## Document text
• • •

“To become sensitive and pitiful the child must know that he has fellow-creatures who suffer as he has suffered, who feel the pains he has felt, and others which he can form some idea of, being capable of feeling them himself. Indeed, how can we let ourselves be stirred by pity unless we go beyond ourselves, and identify ourselves with the suffering animal, by leaving, so to speak, our own nature and taking his. We only suffer so far as we suppose he suffers; the suffering is not our but his. So no one becomes sensitive till his imagination is aroused and begins to carry him outside himself.” – Jean-Jacques Rousseau, Emile (quoted by Jacques Derrida in Of Grammatology (trans. Gayatri Chakravorty Spivak))

“Societies have assumed their final form: no longer is anything changed except by arms and cash. And since there is nothing to say to people besides give money, it is said with placards on street corners or by soldiers in their homes.” – Jean-Jacques Rousseau, Emile (quoted by Jacques Derrida in Of Grammatology (trans. Gayatri Chakravorty Spivak)) (emphasis in original)

• • •

## Data lines

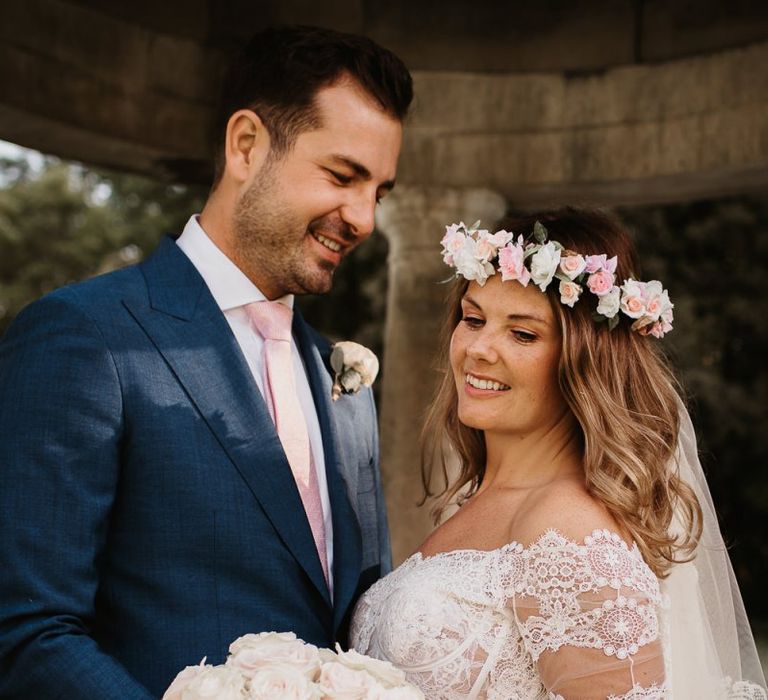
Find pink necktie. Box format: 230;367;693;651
245;301;328;581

• • •

## Exercise set
• A. In the Rousseau quotations, what does the second passage say is now the only means by which anything is changed?
• B. List every person named in the attributions of the Rousseau quotations.
• C. Using the Rousseau quotations, explain why, according to the second passage, things are said to people with placards on street corners or by soldiers in their homes.

## Answers provided
• A. Arms and cash.

• B. Jean-Jacques Rousseau, Jacques Derrida, Gayatri Chakravorty Spivak

• C. The passage says societies have reached their final form, in which nothing changes except by arms and cash. Since the only thing left to say to people is "give money," that message is delivered by placards on street corners or by soldiers in their homes.